**PROBLEM STATEMENT**
Below are some records. Return exactly the lines from the one containing "Return one point per instance of the sky" through the one containing "Target: sky", both included, and only those.

**DATA SHOWN**
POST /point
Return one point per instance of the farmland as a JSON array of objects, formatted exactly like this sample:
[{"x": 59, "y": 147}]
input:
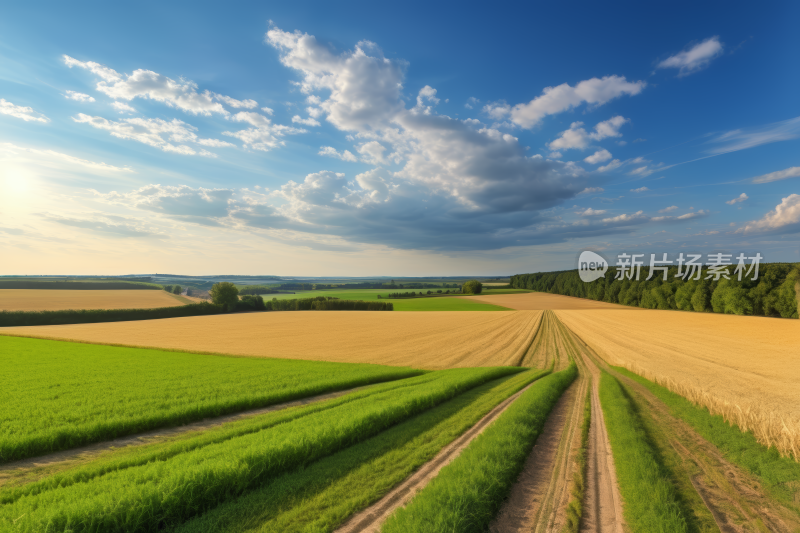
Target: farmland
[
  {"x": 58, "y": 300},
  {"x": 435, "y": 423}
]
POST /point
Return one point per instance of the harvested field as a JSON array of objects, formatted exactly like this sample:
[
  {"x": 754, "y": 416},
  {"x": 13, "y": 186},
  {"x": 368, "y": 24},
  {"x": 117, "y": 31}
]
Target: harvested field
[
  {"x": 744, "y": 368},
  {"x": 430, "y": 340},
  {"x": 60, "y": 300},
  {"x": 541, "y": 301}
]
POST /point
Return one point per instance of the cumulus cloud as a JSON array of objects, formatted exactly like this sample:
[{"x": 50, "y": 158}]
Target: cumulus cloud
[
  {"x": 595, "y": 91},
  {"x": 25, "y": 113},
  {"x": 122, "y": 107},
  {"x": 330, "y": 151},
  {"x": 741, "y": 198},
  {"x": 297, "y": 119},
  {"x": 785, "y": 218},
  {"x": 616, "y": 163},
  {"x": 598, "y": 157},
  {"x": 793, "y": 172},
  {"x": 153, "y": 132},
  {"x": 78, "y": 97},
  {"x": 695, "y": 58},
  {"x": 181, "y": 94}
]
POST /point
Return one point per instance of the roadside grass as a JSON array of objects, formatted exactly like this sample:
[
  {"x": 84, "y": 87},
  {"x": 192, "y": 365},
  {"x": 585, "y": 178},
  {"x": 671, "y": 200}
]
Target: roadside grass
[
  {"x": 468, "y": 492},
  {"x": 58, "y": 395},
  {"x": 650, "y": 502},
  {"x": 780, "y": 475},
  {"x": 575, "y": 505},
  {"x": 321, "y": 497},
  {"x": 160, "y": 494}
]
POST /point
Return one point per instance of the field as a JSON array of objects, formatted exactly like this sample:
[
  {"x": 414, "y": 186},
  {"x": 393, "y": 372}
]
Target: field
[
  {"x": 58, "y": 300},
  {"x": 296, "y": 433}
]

* * *

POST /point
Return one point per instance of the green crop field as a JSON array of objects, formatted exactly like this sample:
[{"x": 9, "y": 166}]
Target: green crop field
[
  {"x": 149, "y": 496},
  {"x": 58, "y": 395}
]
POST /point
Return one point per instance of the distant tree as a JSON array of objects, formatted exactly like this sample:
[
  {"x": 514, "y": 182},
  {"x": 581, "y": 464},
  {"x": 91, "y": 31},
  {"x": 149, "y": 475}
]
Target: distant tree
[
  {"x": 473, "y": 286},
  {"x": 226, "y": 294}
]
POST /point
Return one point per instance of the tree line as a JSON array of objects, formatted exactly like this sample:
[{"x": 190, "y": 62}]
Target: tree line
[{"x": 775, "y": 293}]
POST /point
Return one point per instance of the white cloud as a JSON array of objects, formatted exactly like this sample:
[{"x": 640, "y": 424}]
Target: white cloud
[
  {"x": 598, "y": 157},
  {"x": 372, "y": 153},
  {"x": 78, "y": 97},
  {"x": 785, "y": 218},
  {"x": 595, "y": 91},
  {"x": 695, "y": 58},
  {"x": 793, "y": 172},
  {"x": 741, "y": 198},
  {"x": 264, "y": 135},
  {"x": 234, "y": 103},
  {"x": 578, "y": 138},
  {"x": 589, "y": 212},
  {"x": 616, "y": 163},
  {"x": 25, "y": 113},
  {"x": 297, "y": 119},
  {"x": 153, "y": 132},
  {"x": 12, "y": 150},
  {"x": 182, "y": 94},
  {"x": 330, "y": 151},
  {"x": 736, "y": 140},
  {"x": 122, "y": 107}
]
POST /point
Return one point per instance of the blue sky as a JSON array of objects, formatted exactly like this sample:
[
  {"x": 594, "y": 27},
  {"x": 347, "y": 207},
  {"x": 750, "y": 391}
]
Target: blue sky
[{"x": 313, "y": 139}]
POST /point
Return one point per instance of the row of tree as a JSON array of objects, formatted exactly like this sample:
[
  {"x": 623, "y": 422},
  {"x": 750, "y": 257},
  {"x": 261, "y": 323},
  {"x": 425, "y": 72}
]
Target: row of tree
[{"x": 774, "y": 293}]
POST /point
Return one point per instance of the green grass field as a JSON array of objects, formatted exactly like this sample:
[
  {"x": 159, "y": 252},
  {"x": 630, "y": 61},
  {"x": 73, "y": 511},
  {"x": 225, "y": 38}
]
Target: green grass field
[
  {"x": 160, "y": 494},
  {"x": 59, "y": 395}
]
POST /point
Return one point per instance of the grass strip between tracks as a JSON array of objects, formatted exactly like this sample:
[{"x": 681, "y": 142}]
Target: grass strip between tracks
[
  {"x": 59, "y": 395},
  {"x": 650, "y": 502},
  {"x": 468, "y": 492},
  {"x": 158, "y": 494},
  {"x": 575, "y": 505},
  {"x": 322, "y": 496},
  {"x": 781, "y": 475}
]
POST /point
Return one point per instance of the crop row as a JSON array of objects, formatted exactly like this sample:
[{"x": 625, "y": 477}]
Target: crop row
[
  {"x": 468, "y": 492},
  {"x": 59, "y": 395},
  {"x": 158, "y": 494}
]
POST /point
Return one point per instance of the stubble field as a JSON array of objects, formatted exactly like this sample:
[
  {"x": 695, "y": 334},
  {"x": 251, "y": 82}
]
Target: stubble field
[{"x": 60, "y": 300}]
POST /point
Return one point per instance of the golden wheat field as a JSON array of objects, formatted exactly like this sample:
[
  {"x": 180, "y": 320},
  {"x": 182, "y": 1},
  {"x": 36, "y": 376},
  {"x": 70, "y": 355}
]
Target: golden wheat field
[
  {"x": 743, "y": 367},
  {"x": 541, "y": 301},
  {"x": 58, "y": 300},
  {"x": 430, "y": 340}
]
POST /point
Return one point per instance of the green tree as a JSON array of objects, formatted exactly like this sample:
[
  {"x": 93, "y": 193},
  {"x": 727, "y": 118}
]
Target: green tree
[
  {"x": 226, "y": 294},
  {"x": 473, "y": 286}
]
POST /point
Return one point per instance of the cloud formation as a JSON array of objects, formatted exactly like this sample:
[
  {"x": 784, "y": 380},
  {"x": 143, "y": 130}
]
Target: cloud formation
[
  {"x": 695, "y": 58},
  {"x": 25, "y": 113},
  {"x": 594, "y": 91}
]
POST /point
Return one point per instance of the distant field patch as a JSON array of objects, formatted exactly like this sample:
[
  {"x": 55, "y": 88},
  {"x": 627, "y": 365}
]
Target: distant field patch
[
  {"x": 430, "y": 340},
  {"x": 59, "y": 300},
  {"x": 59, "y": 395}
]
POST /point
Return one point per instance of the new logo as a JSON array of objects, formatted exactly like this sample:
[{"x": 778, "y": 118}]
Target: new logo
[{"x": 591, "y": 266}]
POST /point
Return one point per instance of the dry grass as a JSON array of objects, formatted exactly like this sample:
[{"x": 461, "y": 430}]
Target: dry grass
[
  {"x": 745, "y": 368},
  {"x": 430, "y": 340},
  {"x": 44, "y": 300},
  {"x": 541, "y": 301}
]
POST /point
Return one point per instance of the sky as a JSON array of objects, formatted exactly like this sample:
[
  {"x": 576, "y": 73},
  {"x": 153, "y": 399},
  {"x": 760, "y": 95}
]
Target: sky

**SOLVED EXERCISE**
Return one point per instance of the sky as a JSON array of objects, formatted exactly like this sample:
[
  {"x": 576, "y": 73},
  {"x": 153, "y": 399},
  {"x": 760, "y": 95}
]
Target: sky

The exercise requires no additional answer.